→ REQUIREMENTS
Copy out the entries exactly, from the first line to the last.

#####

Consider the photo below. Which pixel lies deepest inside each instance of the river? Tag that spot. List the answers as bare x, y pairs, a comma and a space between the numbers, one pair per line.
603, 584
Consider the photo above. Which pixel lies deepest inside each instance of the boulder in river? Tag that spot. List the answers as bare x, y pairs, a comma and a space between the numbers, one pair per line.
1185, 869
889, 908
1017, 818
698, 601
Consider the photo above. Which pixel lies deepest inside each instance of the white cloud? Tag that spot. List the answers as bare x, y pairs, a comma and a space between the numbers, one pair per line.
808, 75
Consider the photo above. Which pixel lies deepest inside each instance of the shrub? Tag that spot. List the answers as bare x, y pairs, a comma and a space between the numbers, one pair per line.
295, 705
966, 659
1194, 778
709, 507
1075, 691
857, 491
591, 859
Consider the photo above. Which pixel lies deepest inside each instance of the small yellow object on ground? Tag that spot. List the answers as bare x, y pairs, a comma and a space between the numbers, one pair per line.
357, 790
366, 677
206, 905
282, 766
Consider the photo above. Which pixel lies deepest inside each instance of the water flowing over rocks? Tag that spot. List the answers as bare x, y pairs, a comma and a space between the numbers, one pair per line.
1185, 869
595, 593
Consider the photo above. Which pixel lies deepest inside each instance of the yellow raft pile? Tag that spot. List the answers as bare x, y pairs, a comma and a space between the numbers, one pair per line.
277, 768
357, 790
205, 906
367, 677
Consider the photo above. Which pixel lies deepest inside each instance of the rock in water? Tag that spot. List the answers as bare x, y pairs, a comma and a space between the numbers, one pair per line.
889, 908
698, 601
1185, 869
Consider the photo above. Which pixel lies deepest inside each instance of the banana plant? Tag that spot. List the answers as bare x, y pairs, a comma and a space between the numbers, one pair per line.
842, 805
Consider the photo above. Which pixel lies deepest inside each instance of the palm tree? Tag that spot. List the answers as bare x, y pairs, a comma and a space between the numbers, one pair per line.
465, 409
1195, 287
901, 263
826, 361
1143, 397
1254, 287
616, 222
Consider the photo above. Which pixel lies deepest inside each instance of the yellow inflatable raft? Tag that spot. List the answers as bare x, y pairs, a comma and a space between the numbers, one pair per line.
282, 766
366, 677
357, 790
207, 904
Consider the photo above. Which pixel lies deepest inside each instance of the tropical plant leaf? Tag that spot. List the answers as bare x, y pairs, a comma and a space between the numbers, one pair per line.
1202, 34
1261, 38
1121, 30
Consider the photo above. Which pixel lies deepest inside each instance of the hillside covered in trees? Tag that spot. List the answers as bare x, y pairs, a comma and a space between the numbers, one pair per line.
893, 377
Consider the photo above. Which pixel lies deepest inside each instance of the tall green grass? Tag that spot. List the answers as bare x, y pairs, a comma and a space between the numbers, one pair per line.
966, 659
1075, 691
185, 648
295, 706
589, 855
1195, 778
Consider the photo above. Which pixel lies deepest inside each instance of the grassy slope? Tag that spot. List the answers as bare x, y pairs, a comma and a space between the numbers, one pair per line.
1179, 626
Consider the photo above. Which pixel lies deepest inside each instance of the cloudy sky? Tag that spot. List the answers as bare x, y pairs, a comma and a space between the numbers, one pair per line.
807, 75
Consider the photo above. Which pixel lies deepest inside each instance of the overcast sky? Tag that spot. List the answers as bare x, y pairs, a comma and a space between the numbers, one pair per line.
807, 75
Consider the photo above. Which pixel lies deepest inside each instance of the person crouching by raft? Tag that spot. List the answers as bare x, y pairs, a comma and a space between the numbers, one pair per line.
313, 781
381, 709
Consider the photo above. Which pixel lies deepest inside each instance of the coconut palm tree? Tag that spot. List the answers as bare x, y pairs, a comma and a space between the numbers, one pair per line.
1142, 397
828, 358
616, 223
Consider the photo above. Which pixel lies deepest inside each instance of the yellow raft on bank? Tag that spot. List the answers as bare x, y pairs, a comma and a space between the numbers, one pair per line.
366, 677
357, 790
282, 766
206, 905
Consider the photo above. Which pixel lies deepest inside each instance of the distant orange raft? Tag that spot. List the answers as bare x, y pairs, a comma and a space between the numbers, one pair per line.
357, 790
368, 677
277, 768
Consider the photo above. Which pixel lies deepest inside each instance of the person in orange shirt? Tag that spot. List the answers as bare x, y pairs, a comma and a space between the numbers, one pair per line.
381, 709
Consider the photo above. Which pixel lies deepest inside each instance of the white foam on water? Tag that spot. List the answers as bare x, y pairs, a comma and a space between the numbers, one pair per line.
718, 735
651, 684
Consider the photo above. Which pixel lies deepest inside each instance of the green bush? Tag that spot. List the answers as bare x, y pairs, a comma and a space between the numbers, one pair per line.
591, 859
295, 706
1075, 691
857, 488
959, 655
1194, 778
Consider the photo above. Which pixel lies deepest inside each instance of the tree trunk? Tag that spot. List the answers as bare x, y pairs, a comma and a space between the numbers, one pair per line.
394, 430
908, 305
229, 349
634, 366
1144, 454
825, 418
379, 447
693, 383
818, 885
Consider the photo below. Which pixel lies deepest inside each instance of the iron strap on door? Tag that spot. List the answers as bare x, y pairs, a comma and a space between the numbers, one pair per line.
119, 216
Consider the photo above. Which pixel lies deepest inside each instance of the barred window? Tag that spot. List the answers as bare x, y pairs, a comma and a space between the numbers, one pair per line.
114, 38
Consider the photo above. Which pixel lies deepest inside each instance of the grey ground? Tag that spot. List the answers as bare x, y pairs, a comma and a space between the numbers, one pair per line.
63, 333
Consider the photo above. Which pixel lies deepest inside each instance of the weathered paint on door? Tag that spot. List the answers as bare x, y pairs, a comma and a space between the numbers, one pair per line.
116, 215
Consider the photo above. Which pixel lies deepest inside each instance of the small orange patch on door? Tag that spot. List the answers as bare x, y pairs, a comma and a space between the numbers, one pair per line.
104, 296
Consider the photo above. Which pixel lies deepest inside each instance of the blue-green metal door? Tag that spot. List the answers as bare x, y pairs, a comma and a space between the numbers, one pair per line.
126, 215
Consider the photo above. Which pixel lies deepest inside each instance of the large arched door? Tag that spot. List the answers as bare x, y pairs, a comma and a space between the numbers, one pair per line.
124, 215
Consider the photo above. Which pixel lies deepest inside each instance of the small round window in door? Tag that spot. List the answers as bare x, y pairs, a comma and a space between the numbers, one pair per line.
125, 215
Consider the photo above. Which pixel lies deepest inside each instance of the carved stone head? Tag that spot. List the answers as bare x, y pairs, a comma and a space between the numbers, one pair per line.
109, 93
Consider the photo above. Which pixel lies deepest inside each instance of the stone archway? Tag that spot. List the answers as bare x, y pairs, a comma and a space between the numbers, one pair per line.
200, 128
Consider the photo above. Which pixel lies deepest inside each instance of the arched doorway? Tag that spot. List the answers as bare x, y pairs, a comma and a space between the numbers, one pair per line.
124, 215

#####

→ RESULT FOR THIS EXERCISE
Consider the photo below. Which pixel lies deepest inside each instance of the river? Tag that spot. List the answers as bare x, y pairs, a comma and a space between the numbers, one pair per line.
603, 584
Consider the photo above. Which pixel lies deepest inside each instance of the boulder in river? Tag that spot. List the answers as bare x, y pairs, a comma and a space between the numbers, one pair per line.
1185, 869
889, 908
1017, 818
698, 601
Consider the photo above. Which pixel lies deepest inside each instance of the white cloud? Tag that spot. List the answers as bare x, y pairs, a comma and a space between the numbers, one pair per line.
808, 75
Consider the photo above. Which pixel lies deepest inside each instance of the shrub? Tag that spot. List the answers as bare x, y pairs, a comma and a space between the numbers, one pair per line.
295, 705
966, 659
1194, 778
709, 507
1075, 691
857, 491
591, 859
Consider the photo above. Which pixel lies deepest inside each instance of the small yellow object on ground? Tag that spot. List the answers as bare x, y pairs, a comma and a space between the numbers, one pair per line.
357, 790
366, 677
206, 905
282, 766
Consider the photo above. Which pixel lies deepest inside each instance of the water flowing over rocks? Tag that spot. List the answers as bare x, y pairs, a comma and a space between the numbers, one pair per line.
1185, 869
595, 593
Consider the photo above. Which pixel lies deepest inside each instance of the yellow raft pile? Tag that spot. List the answers as bare x, y pairs, a comma and a space between the numbers, one pair per line.
277, 768
357, 790
205, 906
367, 677
Consider the photo above. Which pixel lies deepest inside each instance of the rock in water? Tag that spot. List the answers as bare x, y pairs, a comma and a space between the numbers, one pair per line.
889, 908
698, 601
1185, 869
Consider the photo above. Which pixel lies deepest inside each instance of the banana plant? Tag that spot. List the answers as bare x, y pairs, a comma and a space between the numbers, one pair per line.
842, 805
Consider the photo above. Which pixel lies deepest inside each instance of the palm tree? Tag that spot. List the answers as bare x, y pairs, a comma and a space between the numbers, one pair per line.
465, 409
1195, 287
901, 263
826, 361
1143, 397
1254, 287
616, 222
Consider the photo above. Which pixel lies deepest inside each instance of the yellow inflatable raft? Tag that spot. List the answers as bare x, y pairs, a comma and a space between the numbers, one pair per line.
282, 766
366, 677
357, 790
207, 904
Consider the photo above. Which pixel lies deepest inside each instance of the tropical plant leaf? Tag that spot. List the answers as bare x, y pairs, a comma and a space between the numbers, one pair per line.
1202, 34
1261, 38
1121, 30
Consider the photo above. Which pixel lies deepest inside each instance of the hillside covered in trees? Tag that spot. List the answers as bare x, y pairs, a comma and a space between the numbers, one pair per line.
893, 377
Consider the photo above. Which pixel lies deepest inside each instance of the tall green grass? Tag that spot. List the answers as bare x, y pairs, a comma and a space between the numbers, one pair per line.
966, 659
1075, 691
185, 648
295, 706
589, 855
1195, 778
Consider the photo above. Which pixel lies deepest inside each instance of the grassy slope? Tag that spot. List the answers as bare x, y pairs, a comma and a space between the numbers, one pair per line.
1179, 626
Consider the photo above. Which pixel lies deepest inside each instance of the cloudy sky? Tag that spot. List the answers as bare x, y pairs, a comma and a space between the numbers, one pair per line.
807, 75
Consider the photo above. Which pixel lies deepest inside each instance of the overcast sky? Tag that spot. List the answers as bare x, y pairs, a comma and a space between the numbers, one pair per line.
807, 75
Consider the photo above. Which pixel lies deepest inside each instance of the person crouching by raft? Tag that spot. List the answers as bare x, y pairs, a comma and a space between the numbers, one pair per line.
313, 781
381, 709
Consider the photo above. Which pixel lies deepest inside each instance of the coconut palm tree? Tag that spot. List the answers as bare x, y pairs, a comma and a space between the numbers, one pair per line.
1142, 397
828, 358
616, 223
Consider the photo above. Which pixel lies deepest inside each instance of the yellow raft on bank? Tag that spot. List the answers as bare x, y pairs, a comma and a space between the numbers, one pair per line.
366, 677
357, 790
282, 766
206, 905
Consider the photo above. Which pixel lies deepest inside each instance of the distant orange raft? Tag that spot. List the answers as bare x, y pairs, a comma and a space between the numbers, one pair per line.
357, 790
368, 677
277, 768
Consider the photo above. Which pixel lies deepest inside each instance of the person in orange shirt? Tag that spot. List the answers as bare x, y pairs, a comma and a space between the numbers, one pair per line.
381, 709
Consider the photo above. Which pixel lies deepest inside each instance of the white foam on water? Tag that spot. List the answers as bare x, y pairs, a comma and a space between the numbers, one pair per line.
718, 735
651, 684
Consider the photo above. Which pixel lies deepest inside each instance of the green bush? Tag that spot. List the answers as bare x, y pairs, a comma and a space between the numbers, one pair per line.
591, 859
295, 706
1075, 691
857, 488
959, 655
1194, 778
Consider the photo above. Which pixel lies deepest inside each instance of the tree trunk? Tag that spot. List the answers as bare x, y pairs, a comma and a space between the numbers, one pair per line.
394, 430
908, 305
229, 349
634, 366
1144, 454
825, 418
379, 447
693, 383
818, 885
Consider the photo below. Which pixel lies deepest inside each instance of the iron strap on door? Tag that spot. List the answers as bare x, y pairs, a comma and a space between the numbers, one pair per line.
119, 216
Consider the photo above. Which pixel lies deepest inside each instance of the barred window? Tag that spot. List the answers as bare x, y pairs, a comma and a space between the numbers, one pair per line.
114, 38
Consider the photo above. Which pixel lies deepest inside each instance of the grey ground? Tag that spot. List the answers as bare x, y pairs, a comma and a space between the numbers, one pair per line.
63, 333
Consider the photo above. Which pixel lies deepest inside each instance of the weathered paint on door? Tag that spot. List the answers as bare x, y pairs, a comma and a space between the numbers, one pair per line.
116, 215
Consider the photo above. Which pixel lies deepest inside each instance of the small orange patch on door? Tag that spot. List the answers as bare x, y pairs, a comma and a space between the numbers, one pair per line.
104, 296
Consider the photo above. Which pixel lies deepest inside each instance of the blue-green metal door? Tag that spot. List the answers as bare x, y pairs, a comma and a space between the numbers, one pair per line.
126, 215
Consider the photo above. Which pixel lies deepest inside each instance of the large arched door? Tag that spot. List the answers as bare x, y pairs, a comma and a space between the numbers, one pair per line.
124, 215
Consider the photo above. Which pixel lies deepest inside each instance of the small round window in door? Tag that spot. List the answers as bare x, y pairs, a comma and a space between the numbers, one pair per line.
125, 215
Consider the photo above. Which pixel lies deepest inside each instance of the carved stone head? Tag that spot. List the answers as bare x, y pairs, a comma and a space between the numbers, one pair per line.
109, 93
Consider the photo above. Which pixel lies deepest inside each instance of the stone archway? Tag that spot. List the answers as bare x, y pairs, a comma and a space between the numbers, one pair per line.
200, 128
Consider the photo above. Which pixel lies deepest inside each instance of the arched doorway? Tag that spot. List the answers as bare x, y pairs, a comma and a space between the numbers, one pair per line.
124, 215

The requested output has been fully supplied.